(Excerpts of location labeling data)
-- begin --
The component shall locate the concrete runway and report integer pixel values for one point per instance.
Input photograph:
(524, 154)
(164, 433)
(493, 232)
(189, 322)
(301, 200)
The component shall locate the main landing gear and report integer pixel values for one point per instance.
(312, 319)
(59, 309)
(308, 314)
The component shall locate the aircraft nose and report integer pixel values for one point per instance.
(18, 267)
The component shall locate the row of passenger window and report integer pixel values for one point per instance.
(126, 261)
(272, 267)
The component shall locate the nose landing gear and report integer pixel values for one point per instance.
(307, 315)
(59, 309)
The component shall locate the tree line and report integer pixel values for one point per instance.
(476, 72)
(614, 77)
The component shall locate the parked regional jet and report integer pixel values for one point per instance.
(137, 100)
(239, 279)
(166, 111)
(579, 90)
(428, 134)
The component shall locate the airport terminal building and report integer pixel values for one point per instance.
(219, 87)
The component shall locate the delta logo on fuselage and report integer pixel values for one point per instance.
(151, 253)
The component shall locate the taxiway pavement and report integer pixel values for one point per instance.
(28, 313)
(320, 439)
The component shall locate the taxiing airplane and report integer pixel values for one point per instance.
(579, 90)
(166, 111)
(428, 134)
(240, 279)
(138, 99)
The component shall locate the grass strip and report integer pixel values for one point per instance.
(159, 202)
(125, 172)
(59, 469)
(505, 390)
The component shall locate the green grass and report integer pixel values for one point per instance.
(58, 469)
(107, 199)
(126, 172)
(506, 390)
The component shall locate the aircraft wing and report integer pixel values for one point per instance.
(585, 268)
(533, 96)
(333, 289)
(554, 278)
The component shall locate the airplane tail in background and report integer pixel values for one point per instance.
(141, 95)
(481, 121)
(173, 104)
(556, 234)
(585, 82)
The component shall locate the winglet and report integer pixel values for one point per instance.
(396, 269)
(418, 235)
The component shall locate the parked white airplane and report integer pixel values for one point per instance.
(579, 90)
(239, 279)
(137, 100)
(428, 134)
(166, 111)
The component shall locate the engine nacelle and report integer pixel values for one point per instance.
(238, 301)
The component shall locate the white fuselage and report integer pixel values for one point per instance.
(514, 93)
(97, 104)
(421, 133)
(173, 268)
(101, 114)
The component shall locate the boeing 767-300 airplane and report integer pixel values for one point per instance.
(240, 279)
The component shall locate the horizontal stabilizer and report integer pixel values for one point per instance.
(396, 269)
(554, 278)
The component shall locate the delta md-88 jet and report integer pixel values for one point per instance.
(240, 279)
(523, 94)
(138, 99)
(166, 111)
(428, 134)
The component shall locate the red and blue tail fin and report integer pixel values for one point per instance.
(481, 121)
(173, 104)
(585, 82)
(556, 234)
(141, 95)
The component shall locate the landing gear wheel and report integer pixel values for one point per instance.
-- end --
GIVEN PROBLEM – Without omitting anything, output the entries exactly.

ANSWER TO THE EXERCISE –
The component shall locate the concrete runway and report integer pixel values for one point per instance.
Input photograph:
(524, 154)
(164, 433)
(493, 232)
(189, 322)
(301, 200)
The component shall locate the main landing gear and report integer pixel values for one point per instance.
(312, 319)
(59, 309)
(308, 314)
The component shall locate the aircraft nose and report integer pixel values for one point per instance.
(18, 267)
The component shall locate the row of passenger window and report integer pixel values for one point per instance.
(126, 261)
(272, 267)
The component shall locate the nose landing gear and report integer pixel values for one point per instance.
(307, 315)
(59, 309)
The component shall locate the tree line and report integer pixel values for one point per instance.
(476, 72)
(614, 77)
The component shall locate the parked regional jet and report integer pixel values for one point per instance.
(137, 100)
(239, 279)
(166, 111)
(579, 90)
(428, 134)
The component shall locate the airport terminal building and report integer pixel values for one point per instance.
(219, 87)
The component shall locate the delta logo on fuselage and report integer pixel values for one point per instance.
(151, 253)
The component shall locate the taxiway pavement and report integer pixel values for one point per instance.
(28, 313)
(320, 439)
The component shall locate the taxiing airplane and report integer pixel values for one point per instance.
(579, 90)
(166, 111)
(428, 134)
(240, 279)
(138, 99)
The component shall locate the grass strip and report integer pixel values for one point per instance.
(159, 202)
(125, 172)
(59, 469)
(505, 390)
The component shall locate the green grass and report integer pixel values for one point per instance.
(58, 469)
(107, 199)
(126, 172)
(506, 390)
The component shall locate the aircraft wing and report integer pixel values for one point per instance.
(585, 268)
(533, 96)
(333, 289)
(554, 278)
The component shall locate the airplane tail in background and report integer pixel values for one point per instance.
(141, 95)
(481, 121)
(173, 104)
(556, 234)
(585, 82)
The component shall locate the winglet and report integer pixel values for one point per instance.
(396, 269)
(418, 235)
The component shall locate the parked white airplane and report integer pixel values for one point per instance.
(579, 90)
(239, 279)
(137, 100)
(428, 134)
(166, 111)
The component shall locate the engine nacelle and report integer pixel values for one point per instance.
(238, 301)
The component shall locate the white fuselage and report integer pixel values for one point per instance.
(514, 93)
(97, 104)
(421, 133)
(173, 268)
(101, 114)
The component shall locate the boeing 767-300 airplane and report integer pixel values for one point per instance.
(240, 279)
The component shall locate the horizontal stabilizer and report integer pixel values for one point per instance.
(396, 269)
(554, 278)
The component shall locate the delta md-88 jet and report integer pixel values for one point per instance.
(240, 279)
(523, 94)
(138, 99)
(166, 111)
(428, 134)
The component shall locate the red and blue tail fin and report integer pixel values for one point per instance.
(481, 121)
(173, 104)
(585, 82)
(556, 234)
(141, 95)
The component shall locate the landing gear wheel and report integer pixel values for one point per instance.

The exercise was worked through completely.